Excerpt from a dataset

— begin —

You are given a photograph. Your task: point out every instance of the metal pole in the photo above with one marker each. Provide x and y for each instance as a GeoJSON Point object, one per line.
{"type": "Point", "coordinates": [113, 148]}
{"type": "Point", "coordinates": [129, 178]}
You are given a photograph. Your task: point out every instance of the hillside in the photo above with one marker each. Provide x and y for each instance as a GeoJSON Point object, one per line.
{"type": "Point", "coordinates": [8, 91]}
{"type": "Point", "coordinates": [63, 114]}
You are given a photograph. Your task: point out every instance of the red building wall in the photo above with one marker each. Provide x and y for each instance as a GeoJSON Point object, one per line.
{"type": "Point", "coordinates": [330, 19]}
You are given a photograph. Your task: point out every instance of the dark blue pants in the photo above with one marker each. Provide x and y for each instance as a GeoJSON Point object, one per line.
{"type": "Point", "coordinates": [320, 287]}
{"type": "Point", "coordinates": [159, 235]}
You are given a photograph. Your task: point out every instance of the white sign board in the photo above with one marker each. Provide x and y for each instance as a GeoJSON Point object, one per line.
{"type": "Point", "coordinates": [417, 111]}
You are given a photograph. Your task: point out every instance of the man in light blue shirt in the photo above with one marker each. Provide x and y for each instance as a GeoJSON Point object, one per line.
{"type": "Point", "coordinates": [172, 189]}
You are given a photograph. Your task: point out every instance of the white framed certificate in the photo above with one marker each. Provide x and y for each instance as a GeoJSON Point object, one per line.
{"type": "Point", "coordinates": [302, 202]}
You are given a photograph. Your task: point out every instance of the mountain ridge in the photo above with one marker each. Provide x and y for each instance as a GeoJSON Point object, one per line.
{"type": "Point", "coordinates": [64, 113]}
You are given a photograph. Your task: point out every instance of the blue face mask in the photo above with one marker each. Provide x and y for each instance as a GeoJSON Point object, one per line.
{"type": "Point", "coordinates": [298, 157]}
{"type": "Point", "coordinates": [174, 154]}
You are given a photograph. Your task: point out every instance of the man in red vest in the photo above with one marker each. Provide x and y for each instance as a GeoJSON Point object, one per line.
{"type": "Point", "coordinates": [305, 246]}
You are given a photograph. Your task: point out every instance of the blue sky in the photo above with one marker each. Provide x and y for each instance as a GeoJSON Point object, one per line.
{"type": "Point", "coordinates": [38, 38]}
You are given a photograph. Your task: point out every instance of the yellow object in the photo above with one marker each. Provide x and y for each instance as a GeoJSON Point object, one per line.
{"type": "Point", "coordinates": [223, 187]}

— end —
— begin —

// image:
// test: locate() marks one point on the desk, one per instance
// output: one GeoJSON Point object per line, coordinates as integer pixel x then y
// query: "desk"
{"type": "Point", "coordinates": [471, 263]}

— end —

Find every line in the rows above that contains the word "desk" and copy each of those lines.

WRITTEN REPLY:
// test: locate() marks one point on the desk, one per instance
// query: "desk"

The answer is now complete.